→ **Cosa fare**
A – Secondo il testo sull'uranio impoverito, in che data si è svolta l'audizione del professor Trenta in Commissione?
B – Fornisci per favore il seguito del testo sull'uranio impoverito, riprendendo subito dopo la sua ultima riga.

Alla smentita di Trenta ha risposto Scanu: "Le affermazioni del professore Trenta sull'uranio sono depositate in una sua perizia giurata presso la Corte dei Conti dell'Abruzzo e nella sua audizione in Commissione il 23 marzo 2016 gli "fu chiesto due volte se confermava quel testo e non ne negò la paternità. Non si riesce a capire per quale motivo ora il professore voglia negare ‘la responsabilita' di tali proiettili nel generare le nanopolveri che sono la vera causa di molte forme tumorali'".
Antonio Attienese ed Ennio Lettieri, militari che hanno denunciato l'uranio killer
In merito a tre specifici casi emersi nel corso dell'attività investigativa, la Commissione ha trasmesso gli atti acquisiti nelle rispettive audizioni presso le procure della Repubblica competenti. Si tratta del soldato Antonio Attianese, vittima di una grave patologia insorta a seguito della sua permanenza in Afghanistan e morto nel giugno dello scorso anno, che aveva denunciato l'atteggiamento ostruzionistico e le minacce di alcuni superiori. Vi è poi il caso sollevato dal tenente colonnello medico Ennio Lettieri, che ha dichiarato di essere stato direttamente testimone, nel corso della sua ultima missione in Kossovo, in qualità di direttore dell'infermeria del Comando Kfor, della presenza di una fornitura idrica altamente cancerogena di cui era destinatario il contingente italiano. Per finire, la Commissione ha trasmesso alla procura di Roma gli atti relativi all'audizione del generale Carmelo Covato, della Direzione per il coordinamento centrale del servizio di vigilanza, prevenzione e protezione dello Stato Maggiore dell'Esercito, che aveva detto che "i militari italiani impiegati nei Balcani erano al corrente della presenza di Uranio impoverito nei munizionamenti utilizzati ed erano conseguentemente attrezzati".
La Commissione d'Inchiesta: "Rischi anche per polizia e vigili del fuoco"

Dati di puntamento delle regioni

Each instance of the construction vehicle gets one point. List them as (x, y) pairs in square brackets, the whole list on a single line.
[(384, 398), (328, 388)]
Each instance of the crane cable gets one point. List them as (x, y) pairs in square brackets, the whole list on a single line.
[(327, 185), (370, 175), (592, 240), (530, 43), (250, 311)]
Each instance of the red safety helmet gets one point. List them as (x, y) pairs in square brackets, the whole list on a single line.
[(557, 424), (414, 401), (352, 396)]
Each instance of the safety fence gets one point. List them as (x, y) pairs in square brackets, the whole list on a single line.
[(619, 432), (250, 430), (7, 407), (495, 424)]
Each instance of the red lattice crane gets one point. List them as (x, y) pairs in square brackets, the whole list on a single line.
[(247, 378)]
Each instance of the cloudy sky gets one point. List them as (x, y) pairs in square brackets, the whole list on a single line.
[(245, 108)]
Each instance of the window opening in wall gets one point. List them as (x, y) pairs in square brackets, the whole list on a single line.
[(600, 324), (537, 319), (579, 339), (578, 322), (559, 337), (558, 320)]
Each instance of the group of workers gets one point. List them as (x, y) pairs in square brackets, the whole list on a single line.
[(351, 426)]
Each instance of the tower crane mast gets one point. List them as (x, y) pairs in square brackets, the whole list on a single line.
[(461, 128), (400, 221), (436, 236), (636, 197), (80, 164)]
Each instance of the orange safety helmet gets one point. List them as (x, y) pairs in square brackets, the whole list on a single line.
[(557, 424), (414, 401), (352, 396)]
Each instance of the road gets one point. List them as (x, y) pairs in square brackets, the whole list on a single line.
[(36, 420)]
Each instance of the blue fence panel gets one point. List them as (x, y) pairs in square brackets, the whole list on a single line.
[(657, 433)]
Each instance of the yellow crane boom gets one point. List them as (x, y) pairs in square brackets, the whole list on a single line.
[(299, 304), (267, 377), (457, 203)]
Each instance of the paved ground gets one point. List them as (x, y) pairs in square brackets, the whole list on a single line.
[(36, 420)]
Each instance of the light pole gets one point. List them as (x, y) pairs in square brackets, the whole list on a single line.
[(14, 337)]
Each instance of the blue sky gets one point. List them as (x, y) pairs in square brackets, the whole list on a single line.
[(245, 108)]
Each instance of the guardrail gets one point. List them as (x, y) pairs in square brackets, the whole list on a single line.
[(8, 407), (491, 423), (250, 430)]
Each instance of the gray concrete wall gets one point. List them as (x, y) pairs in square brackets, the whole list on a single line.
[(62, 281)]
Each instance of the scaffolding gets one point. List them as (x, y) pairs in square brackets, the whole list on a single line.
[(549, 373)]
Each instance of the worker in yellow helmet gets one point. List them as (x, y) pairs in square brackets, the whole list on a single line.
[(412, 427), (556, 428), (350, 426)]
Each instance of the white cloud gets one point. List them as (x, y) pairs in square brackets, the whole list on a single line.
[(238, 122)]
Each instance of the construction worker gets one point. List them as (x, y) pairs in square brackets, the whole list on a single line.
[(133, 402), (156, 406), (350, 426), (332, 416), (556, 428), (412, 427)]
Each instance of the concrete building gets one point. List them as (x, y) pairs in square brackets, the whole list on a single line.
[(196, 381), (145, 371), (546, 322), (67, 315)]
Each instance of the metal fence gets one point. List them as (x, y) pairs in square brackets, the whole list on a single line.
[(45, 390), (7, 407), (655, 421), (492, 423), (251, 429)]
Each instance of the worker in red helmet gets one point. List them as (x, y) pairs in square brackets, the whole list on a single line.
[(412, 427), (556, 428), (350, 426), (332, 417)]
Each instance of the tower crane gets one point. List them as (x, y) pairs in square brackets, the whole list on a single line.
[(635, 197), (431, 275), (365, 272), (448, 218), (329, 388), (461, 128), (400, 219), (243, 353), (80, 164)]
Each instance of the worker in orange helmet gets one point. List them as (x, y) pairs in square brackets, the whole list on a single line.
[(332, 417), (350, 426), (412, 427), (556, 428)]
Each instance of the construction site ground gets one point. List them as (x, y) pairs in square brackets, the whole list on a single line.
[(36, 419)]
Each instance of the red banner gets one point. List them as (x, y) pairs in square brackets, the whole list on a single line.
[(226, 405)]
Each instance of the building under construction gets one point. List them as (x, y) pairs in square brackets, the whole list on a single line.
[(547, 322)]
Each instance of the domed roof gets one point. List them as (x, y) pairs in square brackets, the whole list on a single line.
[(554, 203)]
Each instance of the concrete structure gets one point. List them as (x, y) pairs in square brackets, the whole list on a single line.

→ **Soluzioni delle attività**
A – Il 23 marzo 2016.

B –
L'inchiesta condotta dalla commissione parlamentare ha messo in luce i "molteplici e temibili rischi a cui sono esposti lavoratori e cittadini nelle attività svolte dalle forze armate, ma anche dalla polizia di Stato e dai vigili del fuoco". Oltre all'uranio però c'è anche l'amianto, presente in navi, aerei, elicotteri. Tanto che la Commissione ha accertato che "solo nell'ambito della Marina Militare 1.101 persone sono decedute o si sono ammalate per patologie asbesto-correlate". Criticità sono venute a galla nei poligoni e desta poi "allarme" la situazione missioni all'estero, con "l'esposizione a inquinanti ambientali in più casi nemmeno monitorati". Al cospetto di questi rischi, i parlamentari hanno rilevato la difficoltà per le vittime di ottenere giustizia. Questo per gli "ispettori domestici": nei luoghi di lavoro delle forze armate, infatti, la vigilanza sulla applicazione della normativa in materia di salute e sicurezza è svolta esclusivamente dai servizi sanitari e tecnici istituiti presso le stesse amministrazioni della Difesa. La proposta di legge Scanu, firmata da quasi tutti i membri della Commissione, punta ad affidare la vigilanza sui luoghi di lavoro dell'Amministrazione della Difesa al personale del ministero del lavoro. E' inoltre urgente anche "il superamento dell'Osservatorio epidemiologico della Difesa e l'affidamento delle indispensabili ricerche epidemiologiche nel mondo militare a un ente terzo e qualificato per coerenza scientifica come l'Istituto Superiore di Sanita'".